BEGIN SOURCE EXCERPT

# 06 Orca Frame Warranty



## Ballena Asesina (Dec 28, 2005)

Riding along this morning and I shift into my big chainring...POP!  The cable stop that is rivited into the down tube ripped out of the carbon!
Off to my local Orbea dealer. They say that they can call Orbea on Monday and let me know what they will do regarding the lifetime warranty on the frame. 

Questions: If they don't have the 06 in stock, can they charge extra for the 07? 

Thoughts? Thanks,


----------



## dave99ag (Jul 26, 2005)

If they don't have any of the 06 frame, I bet they'll offer an upgrade to the 07.


----------



## L_Johnny (Jul 15, 2006)

ya, orbea is known for their outstanding customer service. I would not worry about it, at least until I give'em the chance to reply...

please let us know how it goes.


----------



## Ballena Asesina (Dec 28, 2005)

It took until last night for the frame to get disassembled and packed up. At this point, it will be impossible to get the replacement back before the upcoming long weekend...Needless to say, I'm less than impressed with my local Orbea dealer.
...rant over..


----------



## Ballena Asesina (Dec 28, 2005)

*Update 5/29*

FINALLY!! After two weeks, and a few calls to Orbea, I heard from them today. They will warranty the frame, however they have no 2006 Orcas. They offered me a 2007 Opal, in either Blue, or Orange which I did not want. After "looking around", they "found" a 2007 Orca in white. 
But they want to charge me a $200 upcharge! This is because they have a comparable model available (the 2007 Opal...which, IMO is not comparable, at least cost wise). I told them to do it, give me the Orca for the upcharge, because I am getting antsy without riding (especially over the Holiday weekend). It looks real nice...just a little frustrating.


----------



## ACaparzo (Jan 29, 2007)

Come on, you just got a brand new frame for 200. You should be very thankful that things went as smoothly as that instead of complaining. I've heard people have much worse things happen to their bikes from other companies that definitely should have been warrantied but they got screwed over. You are lucky you chose a good company to do business with that was willing to help you out as much as they did.


----------



## crisbay (Apr 9, 2006)

My suspicion has been confirmed all along that the this cable stop has questionable structural strength considering the stress that it handles. It's perhaps the same reason why Orbea decided to alter this design for its 2007 Orca. I have a 2006 Orca and just to prevent the stop from snapping off I release all cable tension by putting all gears "to rest" (smallest cogs) every after ride. I wonder if there are other Orca owners who went through the same problem but this is the very first forum post I have encountered about this issue so far. 

Watch out for the cable rub problem on the 2007 Orca.

http://forums.roadbikereview.com/showthread.php?t=89593


----------



## Ballena Asesina (Dec 28, 2005)

ACaparzo said:


> Come on, you just got a brand new frame for 200. You should be very thankful that things went as smoothly as that instead of complaining. I've heard people have much worse things happen to their bikes from other companies that definitely should have been warrantied but they got screwed over. You are lucky you chose a good company to do business with that was willing to help you out as much as they did.


My point was that since the Orca is still being made, then the Orca that they are replacing should not carry a surcharge. It would be the same as if you bought a car, and for some reason the car needed to be replaced, but instead of cloth interior the car only comes in leather, and you must cover the cost difference.

END SOURCE EXCERPT
BEGIN DATA SHOWN

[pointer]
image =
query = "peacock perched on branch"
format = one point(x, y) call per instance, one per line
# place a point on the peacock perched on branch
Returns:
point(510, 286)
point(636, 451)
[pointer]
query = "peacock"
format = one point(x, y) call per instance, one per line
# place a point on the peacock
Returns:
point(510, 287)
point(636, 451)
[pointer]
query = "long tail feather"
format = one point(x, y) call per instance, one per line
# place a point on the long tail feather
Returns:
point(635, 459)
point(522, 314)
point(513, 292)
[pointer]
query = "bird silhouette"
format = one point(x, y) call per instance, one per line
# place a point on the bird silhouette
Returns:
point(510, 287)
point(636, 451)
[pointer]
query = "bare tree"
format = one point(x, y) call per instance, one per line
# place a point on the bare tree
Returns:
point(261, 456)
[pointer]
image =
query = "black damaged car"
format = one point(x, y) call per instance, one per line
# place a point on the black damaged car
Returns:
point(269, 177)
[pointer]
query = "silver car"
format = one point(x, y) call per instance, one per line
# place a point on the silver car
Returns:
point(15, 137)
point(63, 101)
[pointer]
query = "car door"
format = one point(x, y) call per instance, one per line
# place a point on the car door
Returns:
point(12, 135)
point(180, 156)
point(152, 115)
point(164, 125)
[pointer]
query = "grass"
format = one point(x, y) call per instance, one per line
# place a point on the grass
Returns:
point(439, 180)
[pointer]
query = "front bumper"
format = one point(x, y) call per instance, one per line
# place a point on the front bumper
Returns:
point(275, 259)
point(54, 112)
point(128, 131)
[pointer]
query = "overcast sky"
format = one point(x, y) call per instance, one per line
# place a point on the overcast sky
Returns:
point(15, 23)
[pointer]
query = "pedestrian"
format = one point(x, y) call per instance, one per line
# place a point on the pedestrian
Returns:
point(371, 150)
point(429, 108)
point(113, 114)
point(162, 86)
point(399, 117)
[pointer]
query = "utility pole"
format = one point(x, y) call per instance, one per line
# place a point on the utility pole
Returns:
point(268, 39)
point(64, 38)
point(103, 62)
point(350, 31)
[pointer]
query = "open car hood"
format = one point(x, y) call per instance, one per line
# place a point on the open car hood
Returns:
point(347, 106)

END DATA SHOWN

### [EXERCISE INSTRUCTIONS]
1. Rewrite the entries starting at their first line and ending at the line that contains "point(439, 180)", replacing "silver car" with "gray car" and leaving everything else unchanged.
2. Carry on the forum thread about the 06 Orca frame warranty from the point where it stops.

### [WRITTEN RESPONSES]
1.
[pointer]
image =
query = "peacock perched on branch"
format = one point(x, y) call per instance, one per line
# place a point on the peacock perched on branch
Returns:
point(510, 286)
point(636, 451)
[pointer]
query = "peacock"
format = one point(x, y) call per instance, one per line
# place a point on the peacock
Returns:
point(510, 287)
point(636, 451)
[pointer]
query = "long tail feather"
format = one point(x, y) call per instance, one per line
# place a point on the long tail feather
Returns:
point(635, 459)
point(522, 314)
point(513, 292)
[pointer]
query = "bird silhouette"
format = one point(x, y) call per instance, one per line
# place a point on the bird silhouette
Returns:
point(510, 287)
point(636, 451)
[pointer]
query = "bare tree"
format = one point(x, y) call per instance, one per line
# place a point on the bare tree
Returns:
point(261, 456)
[pointer]
image =
query = "black damaged car"
format = one point(x, y) call per instance, one per line
# place a point on the black damaged car
Returns:
point(269, 177)
[pointer]
query = "gray car"
format = one point(x, y) call per instance, one per line
# place a point on the gray car
Returns:
point(15, 137)
point(63, 101)
[pointer]
query = "car door"
format = one point(x, y) call per instance, one per line
# place a point on the car door
Returns:
point(12, 135)
point(180, 156)
point(152, 115)
point(164, 125)
[pointer]
query = "grass"
format = one point(x, y) call per instance, one per line
# place a point on the grass
Returns:
point(439, 180)

2.
Orbea has been outstanding in terms of Customer Serivice with this transaction. I am very appreciative of their efforts to make this as smooth of a transition as possible...

But to consider the 2007 Opal an equitable replacement option for a 2006 Orca is crazy (no offense intended to Opal owners).


----------



## MisterMike (Aug 12, 2004)

I thought that the $200 charge was kind of "petty" on Orbea's part. Simply because they changed the frame in 2007 and there are none of the 2006 versions left shouldn't mean you have to pay the difference. Seriously, we are talking about a 1 year old bike and a "no brainer" part that shouldn't fail. 

I agree with others that say things could have been much worse and that you could have received no compensation. If your bike was 5 years old and you were getting a new Orca frame for $200 it would seem pretty good by comparison. 

BTW, they are picking up all the labor charges to swap everything over I hope...right ?


----------



## Ballena Asesina (Dec 28, 2005)

MisterMike said:


> BTW, they are picking up all the labor charges to swap everything over I hope...right ?


Wrong!!! "It's my responsibility"  
I suppose I needed new cables and a bottom bracket re-greasing anyway


----------



## rcordray (Jul 30, 2006)

Ballena Asesina said:


> Wrong!!! "It's my responsibility"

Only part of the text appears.